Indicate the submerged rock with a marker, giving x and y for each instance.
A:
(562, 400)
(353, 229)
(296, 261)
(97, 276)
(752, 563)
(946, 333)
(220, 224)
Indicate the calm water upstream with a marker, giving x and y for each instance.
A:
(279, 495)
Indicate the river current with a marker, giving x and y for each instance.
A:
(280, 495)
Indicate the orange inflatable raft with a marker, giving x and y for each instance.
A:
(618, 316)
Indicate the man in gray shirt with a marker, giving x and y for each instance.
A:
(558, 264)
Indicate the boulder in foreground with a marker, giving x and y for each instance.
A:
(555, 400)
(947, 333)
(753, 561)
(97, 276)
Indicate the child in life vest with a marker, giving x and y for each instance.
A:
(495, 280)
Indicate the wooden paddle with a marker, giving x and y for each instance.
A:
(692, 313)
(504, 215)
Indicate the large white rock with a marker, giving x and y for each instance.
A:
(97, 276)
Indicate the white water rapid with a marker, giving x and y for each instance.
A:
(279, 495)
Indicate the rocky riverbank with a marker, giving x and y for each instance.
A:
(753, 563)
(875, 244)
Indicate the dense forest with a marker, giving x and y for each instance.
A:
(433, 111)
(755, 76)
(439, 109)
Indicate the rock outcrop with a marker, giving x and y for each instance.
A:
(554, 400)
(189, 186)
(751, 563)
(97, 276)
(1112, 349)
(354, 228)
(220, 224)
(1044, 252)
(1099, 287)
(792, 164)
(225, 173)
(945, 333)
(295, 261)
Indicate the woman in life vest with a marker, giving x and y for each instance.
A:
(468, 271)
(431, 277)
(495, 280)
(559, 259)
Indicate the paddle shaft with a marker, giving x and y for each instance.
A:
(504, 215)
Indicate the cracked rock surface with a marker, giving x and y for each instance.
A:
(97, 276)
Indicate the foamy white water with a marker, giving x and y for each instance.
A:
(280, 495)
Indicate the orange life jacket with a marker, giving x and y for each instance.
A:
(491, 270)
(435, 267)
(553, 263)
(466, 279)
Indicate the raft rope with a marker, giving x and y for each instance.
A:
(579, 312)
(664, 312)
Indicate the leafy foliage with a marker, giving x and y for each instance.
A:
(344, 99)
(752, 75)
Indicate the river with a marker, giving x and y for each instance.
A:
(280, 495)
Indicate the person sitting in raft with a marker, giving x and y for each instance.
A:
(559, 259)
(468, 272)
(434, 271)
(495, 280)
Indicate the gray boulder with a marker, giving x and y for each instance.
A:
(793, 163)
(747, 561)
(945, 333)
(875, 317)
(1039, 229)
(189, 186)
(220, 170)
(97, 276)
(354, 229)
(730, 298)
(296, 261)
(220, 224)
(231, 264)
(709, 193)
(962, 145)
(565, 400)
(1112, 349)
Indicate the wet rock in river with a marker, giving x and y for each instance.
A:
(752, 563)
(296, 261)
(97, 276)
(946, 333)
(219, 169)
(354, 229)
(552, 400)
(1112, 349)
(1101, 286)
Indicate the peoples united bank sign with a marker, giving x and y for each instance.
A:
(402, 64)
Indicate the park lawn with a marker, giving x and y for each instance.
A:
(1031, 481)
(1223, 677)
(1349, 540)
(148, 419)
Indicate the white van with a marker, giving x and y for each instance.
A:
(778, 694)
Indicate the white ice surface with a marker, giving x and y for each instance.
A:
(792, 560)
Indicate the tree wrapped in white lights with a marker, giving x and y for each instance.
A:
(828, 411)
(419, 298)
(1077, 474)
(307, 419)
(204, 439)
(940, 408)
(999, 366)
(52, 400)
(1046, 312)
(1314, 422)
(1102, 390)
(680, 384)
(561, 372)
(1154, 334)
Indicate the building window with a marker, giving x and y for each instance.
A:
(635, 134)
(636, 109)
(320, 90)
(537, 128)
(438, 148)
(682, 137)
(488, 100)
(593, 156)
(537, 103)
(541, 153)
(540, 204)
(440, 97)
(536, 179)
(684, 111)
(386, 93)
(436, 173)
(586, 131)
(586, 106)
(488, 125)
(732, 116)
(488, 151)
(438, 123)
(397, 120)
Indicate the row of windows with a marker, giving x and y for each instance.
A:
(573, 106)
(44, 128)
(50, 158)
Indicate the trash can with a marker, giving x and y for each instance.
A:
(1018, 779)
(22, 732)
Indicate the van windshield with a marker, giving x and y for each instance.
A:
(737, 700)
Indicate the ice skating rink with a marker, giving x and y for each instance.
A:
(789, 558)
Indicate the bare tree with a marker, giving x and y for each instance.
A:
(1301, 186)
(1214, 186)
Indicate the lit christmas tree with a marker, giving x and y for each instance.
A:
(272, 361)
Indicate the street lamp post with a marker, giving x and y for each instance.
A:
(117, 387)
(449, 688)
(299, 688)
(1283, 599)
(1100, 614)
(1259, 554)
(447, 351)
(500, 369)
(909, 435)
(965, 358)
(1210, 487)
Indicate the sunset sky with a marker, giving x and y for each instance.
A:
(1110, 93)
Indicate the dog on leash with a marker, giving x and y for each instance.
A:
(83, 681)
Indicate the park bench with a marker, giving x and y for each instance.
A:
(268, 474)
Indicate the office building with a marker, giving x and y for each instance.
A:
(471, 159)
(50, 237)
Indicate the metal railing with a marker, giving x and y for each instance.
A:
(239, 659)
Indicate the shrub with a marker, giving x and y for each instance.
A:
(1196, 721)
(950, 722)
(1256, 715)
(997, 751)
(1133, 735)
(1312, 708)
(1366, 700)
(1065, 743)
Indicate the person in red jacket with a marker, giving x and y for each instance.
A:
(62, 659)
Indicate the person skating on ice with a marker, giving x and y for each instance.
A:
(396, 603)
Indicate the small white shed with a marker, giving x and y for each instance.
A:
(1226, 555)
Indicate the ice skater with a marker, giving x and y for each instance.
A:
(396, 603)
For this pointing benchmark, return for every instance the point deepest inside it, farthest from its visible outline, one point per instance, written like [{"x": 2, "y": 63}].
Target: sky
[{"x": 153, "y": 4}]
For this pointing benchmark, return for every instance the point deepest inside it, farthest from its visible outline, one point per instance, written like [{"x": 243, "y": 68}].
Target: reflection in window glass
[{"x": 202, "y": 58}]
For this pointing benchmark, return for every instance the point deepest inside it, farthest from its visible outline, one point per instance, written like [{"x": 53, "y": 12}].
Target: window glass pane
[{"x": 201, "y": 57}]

## Given problem
Copy all of the data. Keep every word exactly as it is.

## Written response
Indicate the submerged rock with a marker, giving x and y for each instance.
A:
(562, 400)
(353, 229)
(296, 261)
(97, 276)
(752, 563)
(946, 333)
(220, 224)
Indicate the calm water upstream with a marker, giving x and y for each instance.
A:
(279, 495)
Indicate the river current with a marker, giving x and y for each instance.
A:
(280, 495)
Indicate the orange inflatable raft with a marker, giving x and y for each instance.
A:
(618, 316)
Indicate the man in gray shirt with a marker, giving x and y for each instance.
A:
(558, 264)
Indicate the boulder in foreground with a marker, giving x and y for each instance.
A:
(555, 400)
(947, 333)
(753, 561)
(97, 276)
Indicate the child in life vest with a marker, giving x and y for each instance.
A:
(495, 280)
Indicate the wooden paddle with a marker, giving x and y for each instance.
A:
(692, 313)
(504, 215)
Indicate the large white rock with a marker, giving x and y for each instance.
A:
(97, 276)
Indicate the white water rapid with a marker, giving x and y for each instance.
A:
(279, 495)
Indicate the rocky riverbank with a marker, giving x and y for each instance.
A:
(753, 563)
(875, 244)
Indicate the dense forest with a marker, giving x and y for each instance.
A:
(433, 111)
(755, 76)
(439, 109)
Indicate the rock outcrop with a marker, giving x and y for each instance.
A:
(554, 400)
(189, 186)
(751, 563)
(97, 276)
(1112, 349)
(354, 228)
(220, 224)
(1044, 252)
(1099, 287)
(792, 164)
(225, 173)
(945, 333)
(295, 261)
Indicate the woman in life vest with a marker, giving x and y for each instance.
A:
(468, 271)
(431, 277)
(495, 280)
(559, 259)
Indicate the paddle shaft with a marker, giving x and y for each instance.
A:
(504, 215)
Indicate the cracked rock surface with a marker, giving x and y for each instance.
A:
(97, 276)
Indicate the foamy white water with a marker, giving x and y for each instance.
A:
(280, 495)
Indicate the orange life jacket with a marker, giving x and y for each instance.
A:
(491, 270)
(435, 267)
(553, 263)
(466, 279)
Indicate the raft rope with a marker, giving x and y for each instance.
A:
(579, 312)
(664, 312)
Indicate the leafy foliage with a marker, giving x and y for each instance.
A:
(344, 99)
(752, 75)
Indicate the river with a marker, giving x and y for each instance.
A:
(280, 495)
Indicate the person sitting in raft with a marker, giving x and y for each instance.
A:
(559, 259)
(468, 272)
(434, 271)
(495, 280)
Indicate the gray boulder with a marker, giving x and y for each instance.
A:
(793, 163)
(747, 561)
(945, 333)
(875, 317)
(1039, 229)
(189, 186)
(220, 170)
(97, 276)
(354, 229)
(730, 298)
(296, 261)
(220, 224)
(231, 264)
(709, 193)
(962, 145)
(565, 400)
(1112, 349)
Indicate the wet rock in river with a marker, giving x and y for each instance.
A:
(752, 563)
(296, 261)
(97, 276)
(946, 333)
(219, 169)
(354, 229)
(552, 400)
(1112, 349)
(1101, 286)
Indicate the peoples united bank sign with a marker, giving x and y for each instance.
A:
(402, 64)
Indicate the park lawn with a marker, giving x and y for each instance.
A:
(1031, 481)
(1223, 677)
(1349, 540)
(148, 419)
Indicate the white van with a marker, giving x and y for each instance.
A:
(778, 694)
Indicate the white ice surface with a marker, giving x and y for each instance.
A:
(792, 560)
Indicate the tree wrapped in white lights with a marker, giving x and y for each instance.
A:
(828, 411)
(419, 298)
(1077, 474)
(307, 419)
(204, 439)
(940, 408)
(999, 366)
(52, 400)
(1046, 312)
(1314, 422)
(1102, 390)
(680, 384)
(561, 372)
(1154, 334)
Indicate the building window with a marker, giving x and y for each instance.
A:
(635, 134)
(636, 109)
(320, 90)
(537, 128)
(438, 148)
(682, 137)
(488, 100)
(593, 156)
(537, 103)
(541, 153)
(540, 204)
(440, 97)
(536, 179)
(684, 111)
(386, 93)
(436, 173)
(586, 131)
(586, 106)
(488, 125)
(732, 116)
(488, 151)
(438, 123)
(397, 120)
Indicate the row of windows with a marker, giving x and y for each instance.
A:
(573, 106)
(44, 128)
(50, 158)
Indicate the trash can with a marker, giving x and y for each instance.
A:
(1018, 779)
(22, 732)
Indicate the van windshield with a marker, giving x and y for each instance.
A:
(737, 700)
Indicate the ice skating rink with a marker, giving x and y for each instance.
A:
(789, 558)
Indicate the bare tree with a marker, giving x and y for each instance.
A:
(1301, 186)
(1214, 186)
Indicate the lit christmas tree with a marker, giving x and y for each instance.
A:
(272, 361)
Indicate the street lamp post with a marker, giving x and y for each instance.
A:
(117, 387)
(449, 688)
(299, 688)
(1283, 599)
(1100, 614)
(1259, 554)
(447, 351)
(500, 369)
(909, 435)
(965, 358)
(1210, 487)
Indicate the sunset sky with a marker, giving x and y for each instance.
A:
(1110, 93)
Indicate the dog on leash with a marker, giving x and y for each instance.
A:
(83, 681)
Indicate the park bench with a marker, giving x and y for each instance.
A:
(268, 474)
Indicate the office building with a marker, giving x and y for each instance.
A:
(471, 159)
(50, 237)
Indicate the metal railing with a marker, giving x and y for each instance.
A:
(239, 659)
Indicate the shrub with a marker, giving x and y for each instance.
A:
(1196, 721)
(950, 722)
(1256, 715)
(997, 751)
(1133, 735)
(1312, 708)
(1366, 700)
(1065, 743)
Indicate the person in red jacket with a marker, giving x and y for each instance.
A:
(62, 659)
Indicate the person skating on ice with a marker, giving x and y for each instance.
A:
(396, 603)
Indicate the small white shed with a marker, giving x and y for each instance.
A:
(1226, 555)
Indicate the ice skater with a marker, giving x and y for each instance.
A:
(396, 603)
For this pointing benchmark, return for every instance the point deepest inside it, farthest from its visible outline, one point per instance, written like [{"x": 2, "y": 63}].
Target: sky
[{"x": 153, "y": 4}]
For this pointing benchmark, return for every instance the point deepest inside it, farthest from its visible outline, one point per instance, written like [{"x": 243, "y": 68}].
Target: reflection in window glass
[{"x": 202, "y": 58}]
For this pointing benchmark, return for every instance the point deepest inside it, farthest from its visible outline, one point per instance, written like [{"x": 53, "y": 12}].
Target: window glass pane
[{"x": 201, "y": 57}]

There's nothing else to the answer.